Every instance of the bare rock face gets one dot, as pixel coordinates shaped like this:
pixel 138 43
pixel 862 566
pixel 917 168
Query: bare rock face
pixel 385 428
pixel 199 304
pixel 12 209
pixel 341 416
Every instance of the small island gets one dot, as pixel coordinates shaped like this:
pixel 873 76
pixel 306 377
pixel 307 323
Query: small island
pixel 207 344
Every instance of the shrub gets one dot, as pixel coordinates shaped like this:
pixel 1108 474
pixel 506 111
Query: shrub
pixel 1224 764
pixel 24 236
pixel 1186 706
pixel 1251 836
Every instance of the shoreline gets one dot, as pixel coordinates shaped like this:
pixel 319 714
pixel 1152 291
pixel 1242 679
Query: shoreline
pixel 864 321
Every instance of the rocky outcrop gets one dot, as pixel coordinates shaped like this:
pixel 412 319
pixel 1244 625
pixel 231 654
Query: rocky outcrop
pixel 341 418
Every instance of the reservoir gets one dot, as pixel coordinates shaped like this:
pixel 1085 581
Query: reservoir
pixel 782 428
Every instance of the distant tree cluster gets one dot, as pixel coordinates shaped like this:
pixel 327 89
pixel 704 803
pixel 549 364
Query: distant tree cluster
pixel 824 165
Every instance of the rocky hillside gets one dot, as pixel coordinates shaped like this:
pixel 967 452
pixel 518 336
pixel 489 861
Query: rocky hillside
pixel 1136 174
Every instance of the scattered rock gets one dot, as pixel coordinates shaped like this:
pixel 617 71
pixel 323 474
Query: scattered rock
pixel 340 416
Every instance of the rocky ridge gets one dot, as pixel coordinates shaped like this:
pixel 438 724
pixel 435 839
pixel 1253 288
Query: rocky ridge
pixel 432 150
----
> _Exercise requirements_
Reproduce the items above verbatim, starting at the line that contains "Every instance of the scattered" and continuing through the final line of the items, with both of those lines included.

> _Response_
Every instance of the scattered rock gets one dot, as pixel coordinates shaped like this:
pixel 617 71
pixel 323 474
Query: scattered rock
pixel 340 416
Every instance of the rocky ridge gets one dot, as pixel coordinates shaped like this:
pixel 438 724
pixel 435 839
pixel 1253 288
Query: rocky ridge
pixel 432 150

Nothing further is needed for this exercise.